:: REQUIREMENT ::
Please output exactly the run of lines that starts at the line with "Where can you find the purple" and ends at the last line of the records below.

:: Saved entries ::
☆ ☆ ☆ ☆ ☆ ☆ ☆
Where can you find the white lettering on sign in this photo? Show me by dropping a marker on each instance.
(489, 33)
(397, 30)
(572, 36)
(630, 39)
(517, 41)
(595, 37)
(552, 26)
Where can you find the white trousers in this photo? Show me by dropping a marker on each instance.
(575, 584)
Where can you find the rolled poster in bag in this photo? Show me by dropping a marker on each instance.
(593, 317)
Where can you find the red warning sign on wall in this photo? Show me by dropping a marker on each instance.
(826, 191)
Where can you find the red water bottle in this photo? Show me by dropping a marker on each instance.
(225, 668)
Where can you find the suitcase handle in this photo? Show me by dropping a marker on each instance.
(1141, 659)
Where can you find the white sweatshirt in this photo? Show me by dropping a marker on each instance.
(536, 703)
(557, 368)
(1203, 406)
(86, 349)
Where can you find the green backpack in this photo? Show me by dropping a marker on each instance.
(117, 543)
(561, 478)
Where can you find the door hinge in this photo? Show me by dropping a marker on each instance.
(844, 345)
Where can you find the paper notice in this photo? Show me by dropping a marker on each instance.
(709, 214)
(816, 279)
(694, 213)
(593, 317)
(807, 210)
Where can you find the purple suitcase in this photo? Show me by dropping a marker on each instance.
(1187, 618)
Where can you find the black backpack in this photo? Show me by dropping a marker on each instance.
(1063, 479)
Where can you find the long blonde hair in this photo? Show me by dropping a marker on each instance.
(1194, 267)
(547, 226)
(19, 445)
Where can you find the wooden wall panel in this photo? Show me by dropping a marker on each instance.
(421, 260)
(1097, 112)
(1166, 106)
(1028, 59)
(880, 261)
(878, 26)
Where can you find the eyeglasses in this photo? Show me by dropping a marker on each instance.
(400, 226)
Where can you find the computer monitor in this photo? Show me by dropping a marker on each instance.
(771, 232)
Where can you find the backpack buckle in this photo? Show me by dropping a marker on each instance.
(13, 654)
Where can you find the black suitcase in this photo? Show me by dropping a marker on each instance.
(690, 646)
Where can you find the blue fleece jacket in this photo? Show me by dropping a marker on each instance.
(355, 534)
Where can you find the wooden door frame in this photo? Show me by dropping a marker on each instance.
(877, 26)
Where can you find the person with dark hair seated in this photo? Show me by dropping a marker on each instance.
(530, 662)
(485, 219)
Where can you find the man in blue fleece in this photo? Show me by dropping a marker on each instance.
☆ ☆ ☆ ☆ ☆ ☆ ☆
:: WRITTEN ANSWER ::
Where can you find the purple suitcase in this photo? Show me by dropping a marker on each instance.
(1187, 618)
Where can you find the black backpack in this photo? Show me by dropping a marker on each instance.
(1063, 479)
Where can you find the long blonde hair in this photo? Show me by dropping a marker on each instance.
(1194, 267)
(547, 226)
(19, 445)
Where can you find the wooden wall panel in this photo? Show me by dropping a marker on each instance.
(421, 260)
(1097, 112)
(1166, 106)
(1028, 59)
(880, 261)
(878, 26)
Where can you find the eyeglasses in this photo? Show me by dropping a marker on each instance.
(400, 226)
Where can you find the computer monitor in this photo? Show me by dropping a marker on each instance.
(771, 232)
Where can you find the backpack buckle in this photo? Show me by dropping a marker on each instance.
(13, 654)
Where can you find the black suitcase in this photo? Show me by dropping a marker on each instance.
(690, 646)
Where can you find the blue fleece jacket in this photo? Show me by dropping a marker on each instance.
(355, 534)
Where can you find the wooden door frame in this photo? Show me by dropping a marker on each instance.
(877, 26)
Where can you find the person with dark hair seated in this photo? Show me by dropping a marker on each instance.
(530, 662)
(485, 219)
Where can you find the man in blue fleece in this photo? Show me by dropping a marker on each instance.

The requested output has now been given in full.